TEXT PASSAGE:
-- start --

Alleged Literature >> Damian Cugley >> 2003 >> Oct.

Damian Cugley’s Archive

ASP’s Response.Write disaster

Thurs. 9 Oct. 2003

Were you foolish enough to be creating a web application with ASP, then you will be used to using the Write method of the Response object to stream HTML to the web browser of your client. Today I got caught out by a serious limitation of the implementation of Response.Write. (And this is not the first time it has leapt out and bit me, either.)

The fundamental problem is caused by a decision made when designing COM all those years ago. Micrsoft intended, sensibly enough, that all character data processed by COM objects should use Unicode, which, at the time, could be all represented correctly using 16-bit integers (Unicode version 3 breaks this, but that is another story). The COM convention is that all strings are passed as UTF-16LE. Most software still represented strings as byte sequences; Europeans with one byte per character, the Asians using variable-length multi-byte sequences. Calling COM methods always requires transcoding between the legacy encoding and UTF-16.

Thus the Response.Write method is designed to consume character data (supplied as UTF-16), even though it immediately encodes as whatever single-byte (or MBCS) encoding is the default on your computer. Thus an ASP page served by a British computer, say, will convert the character data to the Windows-1252 encoding:

Characters Z o ë
Unicode 2018 005A 006F 00CB 2019
Windows-1252 0x91 0x5A 0x6F 0xCB 0x92

So long as you only want to generate character data in Windows-1252 then that is OK. But there are times when this is not what you want.

On a European Union web site one may want to be able to generate text that includes both Greek and Latin scripts. The only sensible way to do this is to use UTF-8. Writing a function to convert Unicode character data to a byte sequence is simple enough (in fact, recent versions of the Win32 API have a function that does it for you):

CharactersZoë
Unicode2018005A006F00CB2019
UTF-8E2 80 985A6FC3 8BE2 80 98

But, having generated a byte sequence, how do you make the Response object pass the bytes unchanged to the recipient?

-- end --

JOB A:
Show each line of the listing below that contains the word "then".

PROVIDED RECORDS:

-- start --

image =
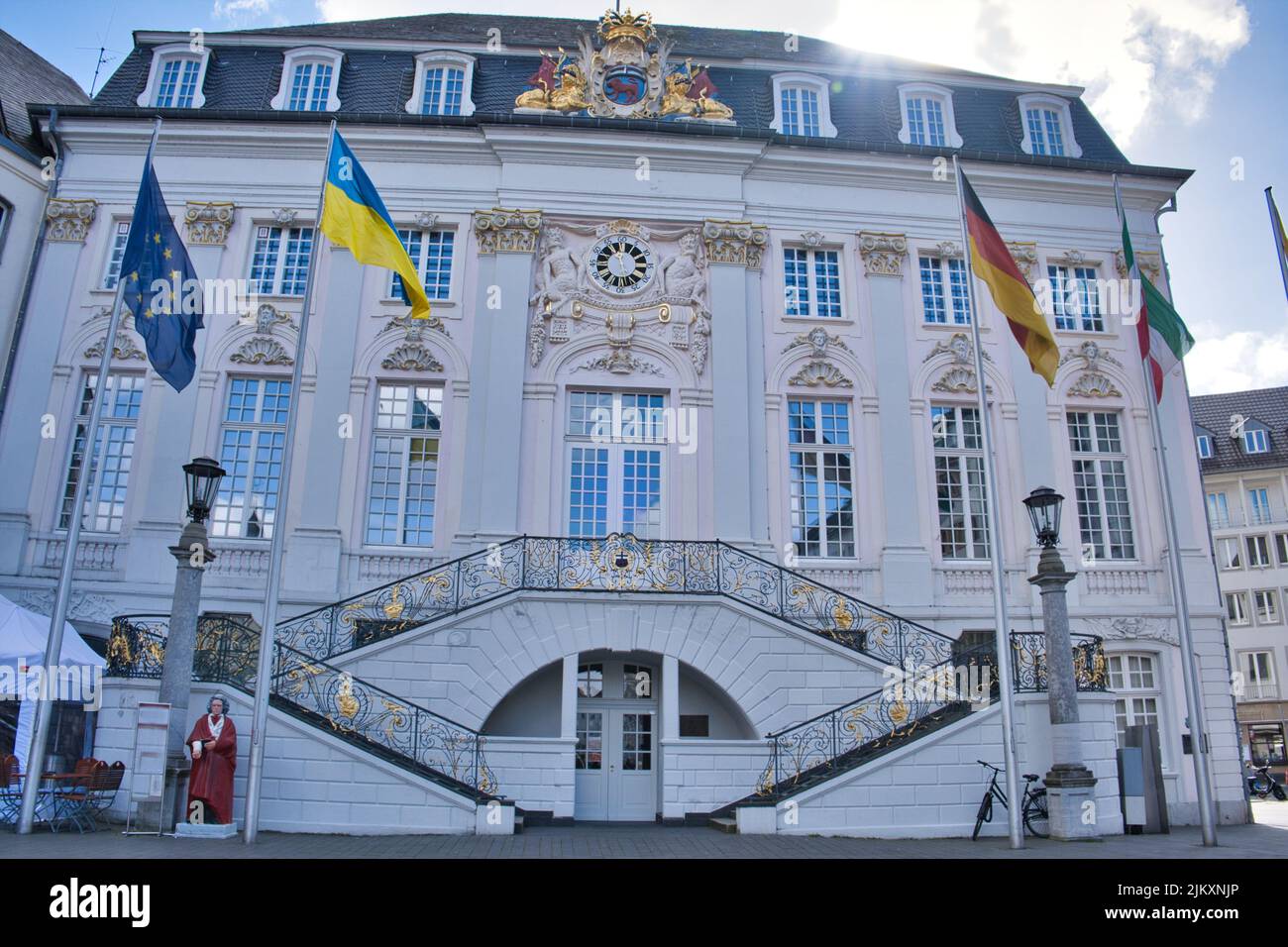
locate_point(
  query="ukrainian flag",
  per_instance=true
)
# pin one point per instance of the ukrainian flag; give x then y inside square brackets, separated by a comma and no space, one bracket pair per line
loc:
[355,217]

-- end --
-- start --

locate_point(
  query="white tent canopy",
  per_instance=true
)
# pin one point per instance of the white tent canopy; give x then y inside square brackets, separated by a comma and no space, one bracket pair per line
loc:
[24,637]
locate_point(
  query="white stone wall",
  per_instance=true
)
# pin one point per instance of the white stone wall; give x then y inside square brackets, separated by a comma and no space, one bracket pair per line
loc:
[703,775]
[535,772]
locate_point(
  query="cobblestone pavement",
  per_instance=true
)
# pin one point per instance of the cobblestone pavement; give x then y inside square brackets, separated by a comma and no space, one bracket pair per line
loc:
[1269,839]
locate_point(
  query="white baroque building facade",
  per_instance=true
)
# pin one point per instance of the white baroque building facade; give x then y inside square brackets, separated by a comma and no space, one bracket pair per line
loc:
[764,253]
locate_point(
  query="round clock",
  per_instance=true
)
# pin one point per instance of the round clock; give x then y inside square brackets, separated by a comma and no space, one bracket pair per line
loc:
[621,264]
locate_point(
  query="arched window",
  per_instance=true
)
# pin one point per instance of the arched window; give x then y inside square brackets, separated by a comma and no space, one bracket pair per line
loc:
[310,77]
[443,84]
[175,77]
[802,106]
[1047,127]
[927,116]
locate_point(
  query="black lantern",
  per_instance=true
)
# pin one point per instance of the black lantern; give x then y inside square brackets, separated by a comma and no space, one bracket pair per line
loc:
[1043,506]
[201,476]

-- end --
-- start --

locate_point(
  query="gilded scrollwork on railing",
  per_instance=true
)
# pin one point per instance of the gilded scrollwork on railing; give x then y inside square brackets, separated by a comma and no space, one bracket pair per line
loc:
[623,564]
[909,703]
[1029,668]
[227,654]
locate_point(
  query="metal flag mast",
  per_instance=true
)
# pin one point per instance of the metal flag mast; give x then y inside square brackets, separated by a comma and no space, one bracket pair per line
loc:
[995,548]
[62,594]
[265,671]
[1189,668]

-- end --

JOB B:
Please take the post on ASP's Response.Write limitation further, continuing on from its final sentence.

TASK OUTPUT A:
# pin one point per instance of the ukrainian flag; give x then y inside square brackets, separated by a comma and no space, one bracket pair per line
# pin one point per instance of the white tent canopy; give x then y inside square brackets, separated by a comma and no space, one bracket pair per line
# pin one point per instance of the white stone wall; give x then y inside square brackets, separated by a comma and no space, one bracket pair per line
# pin one point per instance of the cobblestone pavement; give x then y inside square brackets, separated by a comma and no space, one bracket pair per line
# pin one point per instance of the white baroque building facade; give x then y inside square brackets, separated by a comma and no space, one bracket pair per line
# pin one point per instance of the round clock; give x then y inside square brackets, separated by a comma and no space, one bracket pair per line
# pin one point per instance of the arched window; give x then y inside square brackets, separated by a comma and no space, one bracket pair per line
# pin one point per instance of the black lantern; give x then y inside square brackets, separated by a comma and no space, one bracket pair per line
# pin one point per instance of the gilded scrollwork on railing; give x then y inside square brackets, separated by a comma and no space, one bracket pair per line
# pin one point per instance of the metal flag mast; give x then y inside square brackets, separated by a comma and no space, one bracket pair per line

TASK OUTPUT B:
Theoretically you can transmit data verbatim by passing it to Response.BinaryWrite. For this, you need to create data of type ‘variant containing array of byte’, which is something of a tall order in VBScript. By writing a COM component in a language like C++, one can create a VARIANT, and a SAFEARRAY and copy buffers around and generally write about 25 lines of code in order to create a byte sequence you can pass to VBScript, which it can then pass to Response.BinaryWrite. I have done this in the past, and it really is an unreasonable amount of work. What’s more, the VB programmers will not thank you for it, because working with byte arrays is even more inconvenient in VB than working with strings.

In practice I have used a trick that works fairly well. Remember that Response.Write applies the Win32 encoding routine (called WideCharToMultiByte) to the data you pass to it. So we convert our byte sequence to character data using the reverse function, MultiByteToWideChar:

Windows-1252E280 985A6FC38BE28099
Unicode00E220AC 02DC005A006F00C3203900E220AC2122
Charactersâ ˜ZoÃâ

When this is run through the transcoder again, the UTF-8 byte sequence is restored. The web browser will decode it to generate the original character data. Or, if it does not realize the data is in UTF-8 format, it may display the gibberish characters shown above.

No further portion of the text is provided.